#### [LISTED RECORDS]

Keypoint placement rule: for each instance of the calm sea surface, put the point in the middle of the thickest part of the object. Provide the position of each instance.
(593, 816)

...

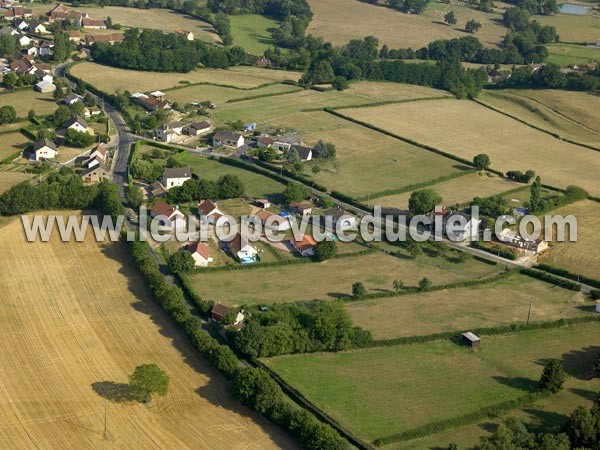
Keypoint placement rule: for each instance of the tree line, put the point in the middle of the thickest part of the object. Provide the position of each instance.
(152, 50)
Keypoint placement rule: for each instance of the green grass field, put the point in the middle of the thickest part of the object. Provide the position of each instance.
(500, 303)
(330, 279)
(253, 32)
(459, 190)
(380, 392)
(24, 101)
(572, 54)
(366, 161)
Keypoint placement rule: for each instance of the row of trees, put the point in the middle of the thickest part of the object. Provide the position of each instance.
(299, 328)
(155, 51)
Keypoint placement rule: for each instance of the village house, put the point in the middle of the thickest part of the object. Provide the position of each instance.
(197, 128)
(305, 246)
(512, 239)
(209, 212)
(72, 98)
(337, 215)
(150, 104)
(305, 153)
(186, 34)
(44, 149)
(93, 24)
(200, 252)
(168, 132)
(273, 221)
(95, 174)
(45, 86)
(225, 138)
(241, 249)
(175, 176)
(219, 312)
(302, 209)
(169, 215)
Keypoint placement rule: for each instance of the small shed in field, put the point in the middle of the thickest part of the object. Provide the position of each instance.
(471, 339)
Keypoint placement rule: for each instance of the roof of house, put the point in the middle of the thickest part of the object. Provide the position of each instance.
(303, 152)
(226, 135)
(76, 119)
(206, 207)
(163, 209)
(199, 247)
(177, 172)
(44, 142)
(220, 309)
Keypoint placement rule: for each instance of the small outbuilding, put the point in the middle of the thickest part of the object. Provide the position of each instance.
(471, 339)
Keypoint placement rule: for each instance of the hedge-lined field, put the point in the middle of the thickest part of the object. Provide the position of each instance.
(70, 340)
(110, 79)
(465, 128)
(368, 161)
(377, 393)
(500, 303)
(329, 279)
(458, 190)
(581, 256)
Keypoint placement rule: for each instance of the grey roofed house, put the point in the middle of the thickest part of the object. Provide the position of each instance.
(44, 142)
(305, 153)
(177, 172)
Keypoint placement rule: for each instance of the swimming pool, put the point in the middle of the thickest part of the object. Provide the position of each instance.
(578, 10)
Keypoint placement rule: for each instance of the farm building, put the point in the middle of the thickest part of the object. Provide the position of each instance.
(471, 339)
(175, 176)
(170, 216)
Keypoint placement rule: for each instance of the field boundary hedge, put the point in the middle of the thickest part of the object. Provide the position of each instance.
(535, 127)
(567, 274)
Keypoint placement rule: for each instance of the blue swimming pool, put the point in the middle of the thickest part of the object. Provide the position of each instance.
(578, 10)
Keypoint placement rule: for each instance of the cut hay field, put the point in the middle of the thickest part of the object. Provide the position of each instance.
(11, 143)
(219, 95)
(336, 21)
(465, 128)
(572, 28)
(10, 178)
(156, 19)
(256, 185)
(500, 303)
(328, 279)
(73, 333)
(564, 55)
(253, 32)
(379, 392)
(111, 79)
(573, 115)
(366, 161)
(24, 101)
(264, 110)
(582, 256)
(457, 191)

#### [TASK TO CARRY OUT]
Locate each line in the items above that contains the string "small" and copy those lines out. Letter case counts when matching.

#### [WRITTEN SOLUTION]
Keypoint placement rule: for each instance of the small shed in field, put the point in the middle of the thickest part of the object. Provide the position of each instance.
Keypoint placement rule: for each instance of the small outbuilding, put the point in the middle of the thickest part of the object. Provide the position of each instance.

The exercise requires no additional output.